— begin GIVEN DATA —

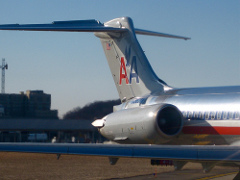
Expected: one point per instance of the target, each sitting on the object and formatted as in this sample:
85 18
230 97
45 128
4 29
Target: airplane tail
130 68
131 71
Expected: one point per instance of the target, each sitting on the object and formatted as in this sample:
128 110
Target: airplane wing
209 153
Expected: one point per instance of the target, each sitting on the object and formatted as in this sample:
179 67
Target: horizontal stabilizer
152 33
67 26
81 26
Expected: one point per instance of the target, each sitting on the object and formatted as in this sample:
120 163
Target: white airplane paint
152 112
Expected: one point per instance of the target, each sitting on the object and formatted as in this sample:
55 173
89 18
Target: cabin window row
210 115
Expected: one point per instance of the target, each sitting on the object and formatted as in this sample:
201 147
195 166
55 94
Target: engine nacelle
147 124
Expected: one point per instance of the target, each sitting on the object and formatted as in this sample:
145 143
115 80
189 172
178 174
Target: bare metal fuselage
211 116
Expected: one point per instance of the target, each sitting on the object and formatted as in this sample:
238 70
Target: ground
46 166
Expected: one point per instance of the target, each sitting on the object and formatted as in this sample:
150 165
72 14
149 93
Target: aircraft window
189 115
195 115
224 115
230 115
212 115
219 115
236 115
143 101
201 115
184 113
206 115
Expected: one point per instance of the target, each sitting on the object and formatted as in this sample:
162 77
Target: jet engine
145 124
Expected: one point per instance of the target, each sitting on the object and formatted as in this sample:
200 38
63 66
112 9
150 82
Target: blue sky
72 66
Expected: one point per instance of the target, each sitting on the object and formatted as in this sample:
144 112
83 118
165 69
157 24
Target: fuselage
211 116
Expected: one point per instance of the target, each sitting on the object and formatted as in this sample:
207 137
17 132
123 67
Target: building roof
45 124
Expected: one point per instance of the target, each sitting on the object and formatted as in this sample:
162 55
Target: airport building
48 130
33 104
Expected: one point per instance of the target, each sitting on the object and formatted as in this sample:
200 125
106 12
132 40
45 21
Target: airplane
154 119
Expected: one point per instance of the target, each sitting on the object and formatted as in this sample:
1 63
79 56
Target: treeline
95 110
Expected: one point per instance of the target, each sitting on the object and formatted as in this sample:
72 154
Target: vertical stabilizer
131 71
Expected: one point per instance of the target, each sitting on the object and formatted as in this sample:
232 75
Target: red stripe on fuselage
217 130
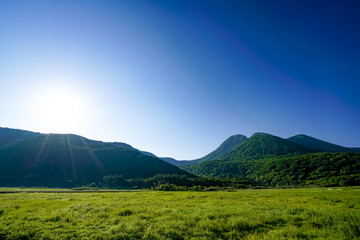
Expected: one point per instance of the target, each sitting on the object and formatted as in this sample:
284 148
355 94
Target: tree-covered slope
68 160
317 144
322 169
9 135
238 161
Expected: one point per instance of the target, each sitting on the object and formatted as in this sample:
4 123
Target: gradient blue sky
176 78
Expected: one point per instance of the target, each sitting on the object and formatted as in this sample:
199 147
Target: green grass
246 214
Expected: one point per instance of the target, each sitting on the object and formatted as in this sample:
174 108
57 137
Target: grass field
247 214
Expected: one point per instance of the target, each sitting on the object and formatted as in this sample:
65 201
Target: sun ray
93 156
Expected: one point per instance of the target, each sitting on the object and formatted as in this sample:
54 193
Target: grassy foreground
246 214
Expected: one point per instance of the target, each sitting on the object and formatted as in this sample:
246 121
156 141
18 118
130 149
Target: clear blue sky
176 78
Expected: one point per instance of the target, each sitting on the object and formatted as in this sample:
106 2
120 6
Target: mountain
313 143
66 160
321 169
227 146
9 135
237 162
355 149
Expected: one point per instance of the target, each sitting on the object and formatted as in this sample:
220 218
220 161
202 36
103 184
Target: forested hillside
71 160
316 144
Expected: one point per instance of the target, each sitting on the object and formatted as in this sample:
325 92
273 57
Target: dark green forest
263 160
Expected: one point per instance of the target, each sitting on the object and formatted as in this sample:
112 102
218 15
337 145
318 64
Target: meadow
245 214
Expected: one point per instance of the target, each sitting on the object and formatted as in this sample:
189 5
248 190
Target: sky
176 78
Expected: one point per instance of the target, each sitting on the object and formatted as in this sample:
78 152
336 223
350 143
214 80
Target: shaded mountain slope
9 135
237 162
227 146
322 169
317 144
68 160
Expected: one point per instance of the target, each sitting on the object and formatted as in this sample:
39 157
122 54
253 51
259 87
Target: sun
60 110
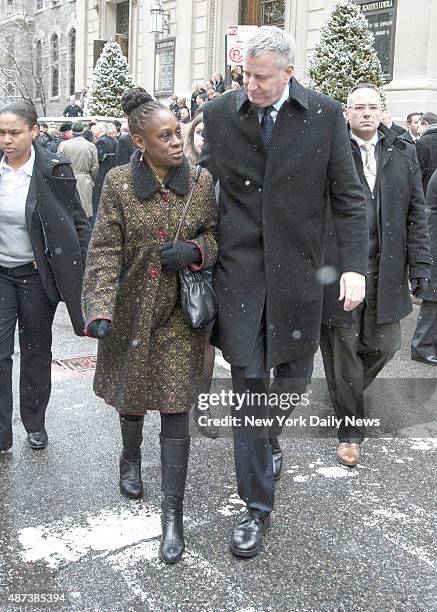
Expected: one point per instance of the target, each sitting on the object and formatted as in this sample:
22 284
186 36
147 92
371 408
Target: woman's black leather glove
99 328
174 258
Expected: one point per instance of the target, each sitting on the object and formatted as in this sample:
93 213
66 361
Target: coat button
153 272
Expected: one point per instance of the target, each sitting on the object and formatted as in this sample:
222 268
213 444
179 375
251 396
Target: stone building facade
38 52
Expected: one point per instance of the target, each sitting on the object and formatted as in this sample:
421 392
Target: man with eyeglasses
356 345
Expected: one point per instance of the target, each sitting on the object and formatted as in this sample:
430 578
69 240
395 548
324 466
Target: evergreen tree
111 79
345 55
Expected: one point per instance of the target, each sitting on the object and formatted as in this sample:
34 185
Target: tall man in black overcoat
274 146
357 345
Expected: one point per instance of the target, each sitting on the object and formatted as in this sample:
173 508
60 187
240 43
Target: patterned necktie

— end GIVEN DATA —

STATED PROBLEM:
Your task is to set down the records shown above exactly, minus any pictures.

TASK RESPONSE:
Expected: one point per instance of the target, each sitting on the object and formatted as in this sample:
85 18
230 97
45 128
4 29
Target: airplane tail
130 68
131 71
Expected: one point per instance of the target, each sitting on the object and formatted as in this sample:
128 110
Target: airplane wing
209 153
Expected: one point per instance of the target, each sitting on the object and formatted as in this sample:
179 67
Target: horizontal stabilizer
152 33
67 26
81 26
Expected: one point per instance of the target, each sitting on the object and formatted as in this sample:
120 163
Target: white airplane paint
152 112
Expected: one point per instance of the target, each sitting on the object and formatted as in this sample:
55 173
89 18
Target: cabin window row
210 115
Expected: one point per instance of the target, each sitting on the object and formatted as in this sample:
201 147
195 166
55 94
Target: engine nacelle
147 124
Expected: one point per instance of the target, each sitting on the object and formatted as in this sample:
145 143
115 80
189 172
178 174
Target: bare metal fuselage
211 116
Expected: one point per instance of the target, each sitting on the object and formatted as in this sample:
238 70
Target: ground
46 166
Expected: one point per instance of the target, each sitting on the object and formatted as in this sample:
150 165
72 14
149 93
Target: aircraft window
189 115
195 115
224 115
230 115
212 115
219 115
236 115
143 101
201 115
184 113
206 115
Expected: one point per instance of the target, each sitting on the object and formatted as in this sample:
162 77
Target: jet engine
145 124
Expected: one point per instance of the target, each sitting on the object and formatted as in this sample:
200 38
63 66
112 9
150 82
Target: blue sky
72 66
Expected: one point per instance of the target, each sitting on the object and formatted as in this sample:
144 112
83 118
165 69
157 24
Target: fuselage
211 116
Expected: one point per instance of the target, each sitting on the object and formatted as in this sample:
207 137
17 132
123 67
Target: building roof
45 124
Expected: one point per instance of the target, each sitting on the object and formatted as in this sample:
162 55
Target: airport building
48 130
33 104
Expected: one point per instance of the target, each sitting on the object and formatted as in this sample:
200 125
106 12
132 40
45 21
Target: airplane
154 119
Expected: one point per instance of the target, each sitting on the object and formatted as in this sample:
1 63
79 56
Target: treeline
95 110
Expected: one point per instance of the target, each sitting on the object and formatted as in this sample:
72 154
Target: vertical stabilizer
131 71
Expected: one point per instance of the target, each sitting on the object and formatted as in this sample:
232 75
Target: red stripe on fuselage
217 130
Expected: one point per instance of the target, each sitting on the object and formatted as in this sample:
284 148
355 94
Target: tree-covered slope
68 160
317 144
322 169
9 135
238 161
Expected: one point per instance of the target, each sitting on the object and formatted as in this sample:
4 123
Target: gradient blue sky
176 78
Expected: one point per instance of the target, each sitting on the object and formatted as in this sample:
199 147
Target: green grass
246 214
Expected: one point per instance of the target, each sitting on the object and formatted as in this sample:
174 108
57 137
Target: grass field
247 214
Expected: one point per instance of the target, each sitting on the object and formatted as in this sample:
65 201
Target: sun ray
93 156
Expected: one point per instance of the target, each sitting on the object and formatted as in this sample:
54 193
Target: grassy foreground
246 214
Expected: one point per instance of the target, each sitting on the object and formatted as in this sample:
246 121
156 141
18 118
130 149
Target: clear blue sky
176 78
Expected: one point per instance of the target, each sitting on the object and formatted as in this sample:
106 2
120 6
Target: mountain
313 143
66 160
321 169
227 146
9 135
237 162
355 149
Expected: one point per instance of the target, each sitting on the object and formatted as in this sample:
220 218
220 161
202 36
103 184
Target: forested hillside
71 160
316 144
Expected: one point per instance of the target, each sitting on the object and formatted as in this sample:
325 92
273 57
Target: dark green forest
263 160
Expected: one point per instance of the target, each sitting on the object and formatted as in this sample:
112 102
218 15
337 145
318 64
Target: meadow
245 214
Expected: one point per instance of the target, each sitting on the object and formatted as in this sample:
189 5
248 190
Target: sky
176 78
Expected: one point per instance of the target, each sitting on the object and formatted as in this sample:
78 152
336 223
350 143
214 80
Target: shaded mountain slope
9 135
237 162
227 146
322 169
317 144
68 160
Expected: one point per instance of the target, each sitting on the object and formatted as in this sample:
39 157
122 54
253 51
259 87
Target: sun
60 110
Expected: one point per instance of the target, each sitting on the object and formatted as in this sample:
22 284
186 36
147 92
371 408
Target: woman's black leather glove
99 328
174 258
Expected: one point per instance of the target, each sitting on the object and formatted as in this sample:
93 213
66 361
Target: coat button
153 272
Expected: one point per instance of the target, each sitting on the object and formatted as in this sample:
222 268
213 444
179 375
251 396
Target: stone building facade
38 52
Expected: one point per instance of the target, each sitting on the object and formatted as in this sample:
421 392
Target: man with eyeglasses
356 345
Expected: one point per instance of the target, each sitting on the object and formatted as in this sample:
430 578
69 240
395 548
324 466
Target: evergreen tree
111 79
345 55
Expected: one point per instance of the target, each sitting on the object and formatted as in this sample:
34 185
Target: tall man in black overcoat
274 146
357 345
Expected: one point per instance of the target, each sitting on the object and formatted as in this sample:
173 508
60 187
240 43
Target: patterned necktie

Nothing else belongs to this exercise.